:: Provided records ::
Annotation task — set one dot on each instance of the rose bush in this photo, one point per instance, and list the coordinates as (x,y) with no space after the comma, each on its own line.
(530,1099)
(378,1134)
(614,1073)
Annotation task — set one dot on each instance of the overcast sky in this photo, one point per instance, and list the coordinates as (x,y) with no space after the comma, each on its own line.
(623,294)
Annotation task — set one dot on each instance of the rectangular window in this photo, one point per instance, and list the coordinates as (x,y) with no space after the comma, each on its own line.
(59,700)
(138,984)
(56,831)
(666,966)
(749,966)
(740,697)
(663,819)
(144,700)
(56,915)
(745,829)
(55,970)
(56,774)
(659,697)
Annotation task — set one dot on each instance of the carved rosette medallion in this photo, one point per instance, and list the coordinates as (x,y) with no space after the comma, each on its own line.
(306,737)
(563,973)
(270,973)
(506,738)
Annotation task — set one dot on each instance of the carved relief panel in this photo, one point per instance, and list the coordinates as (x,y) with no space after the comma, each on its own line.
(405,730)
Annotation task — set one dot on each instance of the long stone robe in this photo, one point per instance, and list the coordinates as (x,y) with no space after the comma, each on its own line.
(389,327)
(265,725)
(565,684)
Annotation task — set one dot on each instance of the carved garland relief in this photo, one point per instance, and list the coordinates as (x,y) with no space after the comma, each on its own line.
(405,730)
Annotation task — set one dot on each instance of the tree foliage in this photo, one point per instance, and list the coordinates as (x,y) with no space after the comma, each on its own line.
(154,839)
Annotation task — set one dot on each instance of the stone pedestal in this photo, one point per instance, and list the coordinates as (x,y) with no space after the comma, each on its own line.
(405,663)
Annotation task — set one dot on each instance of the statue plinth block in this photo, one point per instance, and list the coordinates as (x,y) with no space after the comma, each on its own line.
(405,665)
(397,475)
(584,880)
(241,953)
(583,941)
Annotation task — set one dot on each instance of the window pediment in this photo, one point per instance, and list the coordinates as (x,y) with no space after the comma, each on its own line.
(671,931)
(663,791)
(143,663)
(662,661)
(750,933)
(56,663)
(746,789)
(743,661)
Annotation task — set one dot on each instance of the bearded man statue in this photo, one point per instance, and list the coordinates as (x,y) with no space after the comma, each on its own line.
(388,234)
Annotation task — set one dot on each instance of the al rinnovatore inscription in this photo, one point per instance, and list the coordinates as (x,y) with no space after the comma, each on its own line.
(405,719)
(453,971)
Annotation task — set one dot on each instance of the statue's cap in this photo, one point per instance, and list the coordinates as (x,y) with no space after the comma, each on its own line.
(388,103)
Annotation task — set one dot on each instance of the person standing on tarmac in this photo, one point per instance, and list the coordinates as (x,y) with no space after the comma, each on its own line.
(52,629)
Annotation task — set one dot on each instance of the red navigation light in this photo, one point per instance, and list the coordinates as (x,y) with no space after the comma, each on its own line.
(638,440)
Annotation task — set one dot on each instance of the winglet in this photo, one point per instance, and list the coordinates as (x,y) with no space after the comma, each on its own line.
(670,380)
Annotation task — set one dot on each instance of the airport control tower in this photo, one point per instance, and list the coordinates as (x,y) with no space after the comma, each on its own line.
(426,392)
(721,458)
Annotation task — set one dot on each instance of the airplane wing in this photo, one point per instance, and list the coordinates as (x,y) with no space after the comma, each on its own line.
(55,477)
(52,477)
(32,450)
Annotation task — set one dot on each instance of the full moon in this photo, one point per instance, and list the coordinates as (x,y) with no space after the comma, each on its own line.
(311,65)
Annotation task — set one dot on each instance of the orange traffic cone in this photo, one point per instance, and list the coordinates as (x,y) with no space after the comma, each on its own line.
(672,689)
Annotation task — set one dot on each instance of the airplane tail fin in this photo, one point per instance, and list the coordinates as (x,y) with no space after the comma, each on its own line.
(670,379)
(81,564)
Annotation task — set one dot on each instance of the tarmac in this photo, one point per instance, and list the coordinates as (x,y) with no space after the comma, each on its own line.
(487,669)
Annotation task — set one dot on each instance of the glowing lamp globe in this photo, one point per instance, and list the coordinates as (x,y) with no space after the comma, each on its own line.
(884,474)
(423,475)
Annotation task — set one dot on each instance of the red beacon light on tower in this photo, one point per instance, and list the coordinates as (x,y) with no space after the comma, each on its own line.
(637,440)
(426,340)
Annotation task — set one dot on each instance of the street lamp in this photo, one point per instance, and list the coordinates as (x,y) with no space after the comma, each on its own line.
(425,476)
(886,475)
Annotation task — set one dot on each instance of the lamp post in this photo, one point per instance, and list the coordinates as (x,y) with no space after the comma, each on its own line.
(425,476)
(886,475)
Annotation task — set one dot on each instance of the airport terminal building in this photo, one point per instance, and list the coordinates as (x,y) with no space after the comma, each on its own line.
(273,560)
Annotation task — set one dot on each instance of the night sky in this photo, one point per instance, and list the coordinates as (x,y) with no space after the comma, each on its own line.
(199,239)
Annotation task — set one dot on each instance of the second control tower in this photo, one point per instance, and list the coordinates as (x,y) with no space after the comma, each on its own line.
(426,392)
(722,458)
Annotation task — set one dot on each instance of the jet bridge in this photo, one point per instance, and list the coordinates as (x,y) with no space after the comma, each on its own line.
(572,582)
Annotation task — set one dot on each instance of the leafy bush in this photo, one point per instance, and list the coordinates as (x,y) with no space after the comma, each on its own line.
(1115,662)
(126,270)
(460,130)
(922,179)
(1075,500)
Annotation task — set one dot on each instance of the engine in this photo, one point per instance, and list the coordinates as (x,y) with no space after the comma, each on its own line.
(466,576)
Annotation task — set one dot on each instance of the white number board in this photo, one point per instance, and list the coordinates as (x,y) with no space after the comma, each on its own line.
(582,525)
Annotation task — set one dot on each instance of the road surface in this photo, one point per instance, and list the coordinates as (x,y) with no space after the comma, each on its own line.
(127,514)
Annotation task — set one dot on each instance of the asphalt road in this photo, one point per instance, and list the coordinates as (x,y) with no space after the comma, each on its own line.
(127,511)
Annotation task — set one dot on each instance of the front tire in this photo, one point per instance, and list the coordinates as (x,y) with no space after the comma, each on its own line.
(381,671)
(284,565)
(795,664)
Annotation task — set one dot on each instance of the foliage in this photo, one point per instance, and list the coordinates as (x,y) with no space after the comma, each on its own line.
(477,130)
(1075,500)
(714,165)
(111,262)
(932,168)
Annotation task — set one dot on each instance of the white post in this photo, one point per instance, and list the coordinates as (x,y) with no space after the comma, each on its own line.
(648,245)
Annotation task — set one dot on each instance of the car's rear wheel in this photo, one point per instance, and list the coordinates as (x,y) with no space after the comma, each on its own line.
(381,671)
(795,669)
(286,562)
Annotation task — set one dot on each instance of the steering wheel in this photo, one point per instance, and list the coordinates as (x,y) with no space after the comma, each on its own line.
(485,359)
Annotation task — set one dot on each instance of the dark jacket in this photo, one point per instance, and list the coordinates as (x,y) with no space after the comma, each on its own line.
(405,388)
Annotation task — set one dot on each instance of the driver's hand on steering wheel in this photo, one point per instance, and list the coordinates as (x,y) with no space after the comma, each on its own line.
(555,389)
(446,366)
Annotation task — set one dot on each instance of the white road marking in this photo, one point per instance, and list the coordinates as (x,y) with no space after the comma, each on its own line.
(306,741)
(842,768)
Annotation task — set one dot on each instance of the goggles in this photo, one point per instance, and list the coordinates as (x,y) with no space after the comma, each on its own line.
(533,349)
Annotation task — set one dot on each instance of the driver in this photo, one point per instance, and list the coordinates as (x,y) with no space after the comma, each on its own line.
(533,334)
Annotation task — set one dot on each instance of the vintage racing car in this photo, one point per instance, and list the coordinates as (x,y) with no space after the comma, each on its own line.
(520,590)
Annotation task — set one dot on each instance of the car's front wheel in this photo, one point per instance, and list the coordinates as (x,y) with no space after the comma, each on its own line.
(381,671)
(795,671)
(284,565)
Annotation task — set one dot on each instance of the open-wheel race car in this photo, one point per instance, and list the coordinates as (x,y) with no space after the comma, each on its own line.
:::
What you are asked to do: Please copy the material starting at the line containing "of the vintage" and ending at the last line of the material, substituting "marker" for "dot" and keeping everything else unchanged. Return only those lines.

The output:
Annotation task — set one marker on each instance of the vintage racing car in this photo, one point per instance, and list the coordinates as (x,y) with no space after the comma, each on its own line.
(520,590)
Annotation task — set one marker on each instance of the car's front wheel in this photo, one point per instance, and list the coordinates as (x,y) with no space after the comma, each on its own line.
(381,671)
(795,671)
(284,565)
Annotation task — set one marker on each instance of the open-wheel race car in this photo, one point per instance, and list the coordinates as (x,y) with no space after the comma, each on its own line.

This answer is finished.